- [DIRECTIONS] Reproduce every one of the records below word for word, leaving the pictures out of your answer.

- [INPUT ROWS]
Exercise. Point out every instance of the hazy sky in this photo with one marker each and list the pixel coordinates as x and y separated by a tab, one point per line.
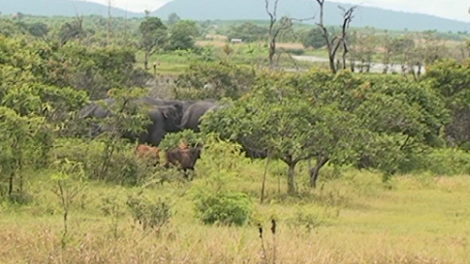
454	9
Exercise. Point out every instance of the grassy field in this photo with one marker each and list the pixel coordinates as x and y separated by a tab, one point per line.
351	218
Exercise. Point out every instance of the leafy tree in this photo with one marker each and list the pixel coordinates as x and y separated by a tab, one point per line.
173	19
153	35
38	29
451	80
182	35
22	139
313	38
72	30
283	122
125	118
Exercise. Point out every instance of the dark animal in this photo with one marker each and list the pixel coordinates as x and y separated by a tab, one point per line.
192	116
184	158
165	117
148	154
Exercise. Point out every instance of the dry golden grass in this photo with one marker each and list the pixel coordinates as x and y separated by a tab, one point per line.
354	219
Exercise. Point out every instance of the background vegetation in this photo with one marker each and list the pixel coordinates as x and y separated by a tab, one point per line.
362	165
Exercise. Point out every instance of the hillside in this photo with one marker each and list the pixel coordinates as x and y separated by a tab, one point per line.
243	10
255	10
59	8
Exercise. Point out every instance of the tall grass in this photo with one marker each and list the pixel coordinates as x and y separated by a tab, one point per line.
352	217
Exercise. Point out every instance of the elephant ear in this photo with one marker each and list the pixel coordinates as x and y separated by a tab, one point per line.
168	113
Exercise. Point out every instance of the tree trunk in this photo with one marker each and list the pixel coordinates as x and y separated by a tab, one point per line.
146	60
315	171
272	52
291	178
263	185
332	64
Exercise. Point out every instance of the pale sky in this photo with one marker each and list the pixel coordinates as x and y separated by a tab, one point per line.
453	9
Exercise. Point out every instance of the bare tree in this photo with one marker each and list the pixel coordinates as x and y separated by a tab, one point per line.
108	33
340	41
274	29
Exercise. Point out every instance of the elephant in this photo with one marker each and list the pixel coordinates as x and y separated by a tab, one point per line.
165	117
184	159
192	116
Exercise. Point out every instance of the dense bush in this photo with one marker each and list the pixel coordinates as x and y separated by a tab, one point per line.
125	167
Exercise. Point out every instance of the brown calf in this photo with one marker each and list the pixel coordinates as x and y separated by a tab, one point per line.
183	157
148	153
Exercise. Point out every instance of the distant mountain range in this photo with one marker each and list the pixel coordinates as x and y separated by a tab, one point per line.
244	10
60	8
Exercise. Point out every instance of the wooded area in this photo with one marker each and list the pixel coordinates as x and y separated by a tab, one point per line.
349	163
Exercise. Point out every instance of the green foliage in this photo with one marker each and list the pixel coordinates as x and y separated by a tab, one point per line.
173	19
153	33
224	208
450	80
126	168
38	29
150	215
202	81
313	38
24	142
182	35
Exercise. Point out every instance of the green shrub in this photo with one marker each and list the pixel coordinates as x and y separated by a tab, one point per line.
224	208
126	168
297	52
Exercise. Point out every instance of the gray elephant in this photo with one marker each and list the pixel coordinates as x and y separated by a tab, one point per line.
192	116
165	117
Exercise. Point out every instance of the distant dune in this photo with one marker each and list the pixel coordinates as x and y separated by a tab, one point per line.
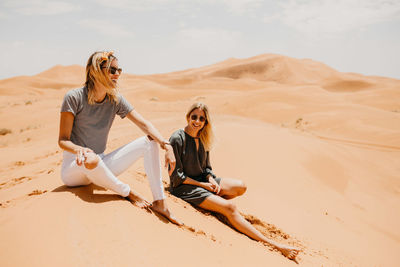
318	149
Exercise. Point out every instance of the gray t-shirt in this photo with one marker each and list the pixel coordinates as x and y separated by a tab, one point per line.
92	123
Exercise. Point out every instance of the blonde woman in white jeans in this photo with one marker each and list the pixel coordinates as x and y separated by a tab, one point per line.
87	114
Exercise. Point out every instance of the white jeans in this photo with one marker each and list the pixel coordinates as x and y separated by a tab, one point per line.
113	164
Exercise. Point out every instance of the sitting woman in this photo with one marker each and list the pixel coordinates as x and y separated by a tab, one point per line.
87	114
193	180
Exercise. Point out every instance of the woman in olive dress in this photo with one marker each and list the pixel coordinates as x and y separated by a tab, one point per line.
193	180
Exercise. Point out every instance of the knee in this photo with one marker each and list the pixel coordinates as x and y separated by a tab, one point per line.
230	209
91	162
242	188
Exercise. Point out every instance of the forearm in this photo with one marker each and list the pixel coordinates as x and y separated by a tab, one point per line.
69	146
148	128
192	182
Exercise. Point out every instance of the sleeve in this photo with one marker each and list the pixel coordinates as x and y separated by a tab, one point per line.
208	166
178	176
70	103
123	107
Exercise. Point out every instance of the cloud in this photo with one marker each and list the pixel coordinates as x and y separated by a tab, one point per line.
241	6
233	6
207	39
105	28
333	17
40	7
135	5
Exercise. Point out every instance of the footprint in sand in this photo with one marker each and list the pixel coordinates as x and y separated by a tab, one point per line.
37	192
14	181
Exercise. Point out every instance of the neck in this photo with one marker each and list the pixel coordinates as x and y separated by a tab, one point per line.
191	132
99	93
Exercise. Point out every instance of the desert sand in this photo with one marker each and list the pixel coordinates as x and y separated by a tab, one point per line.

- [ANSWER TO THIS EXERCISE]
Exercise. Point out every instance of the hazy sky in this photo with one marker each and list the pixel coordinates as x and y separated by a tab, one point per line.
454	9
Exercise. Point out every instance of the grassy field in this photo with one marker each and list the pixel coordinates as x and y separated by a tab, one point per line.
351	218
Exercise. Point out every instance of the leafy tree in this photo with one marker each and list the pixel coordinates as x and y separated by a tab, one point per line.
173	19
153	35
38	29
451	80
182	35
22	139
313	38
72	30
283	122
125	118
Exercise. Point out every instance of the dark animal in this photo with one marker each and list the pixel coordinates as x and y separated by a tab, one point per line.
192	116
184	158
165	117
148	154
Exercise. Point out every instance of the dry golden grass in this photo with one marker each and list the pixel coordinates as x and y separated by a tab, one point per line.
354	219
Exercise. Point out every instance of the background vegetation in this photo with one marker each and list the pixel coordinates as x and y separated by a tab, one point per line.
362	165
Exercise. Point out every instance of the hillside in this photo with one marker each and list the pixel coordinates as x and y separated by a tab, one point per line.
243	10
255	10
59	8
Exercise. Point out every instance of the tall grass in this photo with one marker each and list the pixel coordinates as x and y separated by a tab, one point per line.
352	217
Exercise. Point out every instance of the elephant ear in this photo with one marker each and list the pixel coordinates as x and y separated by a tab, one point per line.
168	113
Exercise. Point out every instance of the tree trunk in this photo with one marker each and list the pixel coordinates as x and y separated by a tab, one point per line.
146	60
315	171
272	52
291	178
263	185
332	64
Exercise. Point out every instance of the pale sky in this photo with one marker each and list the pixel coordinates as x and y separated by a tab, one point per line.
453	9
Exercise. Point out every instance of the bare tree in this photo with one marker each and list the pixel coordinates as x and y separated by a tab, one point per line.
108	33
340	41
274	29
Exercise. Point out every instance of the elephant in this photo with one marker each and list the pixel coordinates as x and y separated by a tab, one point per line.
165	117
184	159
192	116
Exercise. Point out every instance of the dense bush in this photo with one marker each and list the pixel coordinates as x and y separated by a tab, one point per line.
125	167
Exercise. Point out every instance of the brown calf in this photo with one marker each and list the pixel coordinates as x and y separated by a tab, one point per line.
183	157
148	153
Exercise. Point out every instance of the distant mountain range in this photo with one marker each and list the pixel coordinates as x and y separated by a tab, one point per line.
244	10
60	8
Exercise. Point out every instance of the wooded area in this photo with one marker each and list the pixel coordinates as x and y separated by a tab, one point per line.
349	163
Exercise. Point out every instance of the green foliage in this photo with one marker each and list the pixel coordinates as x and y separated by a tab, one point per line.
173	19
153	33
224	208
450	80
126	168
38	29
150	215
202	81
313	38
24	142
182	35
Exercise. Point out every instance of the green shrub in this photo with one marker each and list the pixel coordinates as x and y separated by a tab, one point per line.
224	208
126	168
297	52
Exercise. Point out every instance of the gray elephant in this photo with one marker each and list the pixel coordinates as x and y separated by a tab, one point per line.
192	116
165	117
Exercise. Point out every instance of the distant dune in this photo with one marker each and list the pixel coordinates as x and y separated by a tab, one point per line.
318	149
Exercise. Point out every instance of the gray t-shirt in this photo with one marker each and list the pixel coordinates as x and y separated by a tab, one point per line.
92	123
Exercise. Point out every instance of the blonde woman in white jeans in this photo with one marker each and list the pixel coordinates as x and y separated by a tab, one point per line.
87	114
Exercise. Point out every instance of the white jeans in this photo with one marker each and list the pixel coordinates as x and y separated by a tab, one point per line.
113	164
Exercise. Point out every instance of the sitting woman in this photo with one marker each and list the pixel coordinates as x and y separated by a tab, one point per line.
87	114
193	180
Exercise. Point out every instance of the woman in olive dress in this photo with one marker each and list the pixel coordinates as x and y separated by a tab, one point per line.
193	180
Exercise. Point out every instance of the knee in this photo with one marker each and list the pixel coordinates as x and y separated by a tab, one point per line.
230	209
91	162
242	188
Exercise. Point out every instance of the forearm in this photo with one marker each and list the pixel coordinates as x and y separated by a tab, one point per line.
69	146
148	128
192	182
Exercise. Point out every instance of the sleeve in this photo with one marker each and list the pixel coordinates as x and y separated by a tab, one point per line.
208	166
178	176
70	103
123	107
Exercise. Point out every instance of the cloud in this photo with one marker each and list the pixel coordinates as x and y separated by a tab, one point per line.
241	6
233	6
207	39
105	28
333	17
40	7
135	5
Exercise. Point out every instance of the footprint in sand in this photo with one marker each and list the pixel coordinates as x and y separated by a tab, one point per line.
37	192
14	181
Exercise. Point out every instance of the neck in this photo with one marker each and list the pixel coordinates as x and y separated by a tab, one point per line.
191	132
99	93
Exercise. Point out every instance of the desert sand in this photo with one marker each and list the pixel coordinates as x and y separated by a tab, one point per line.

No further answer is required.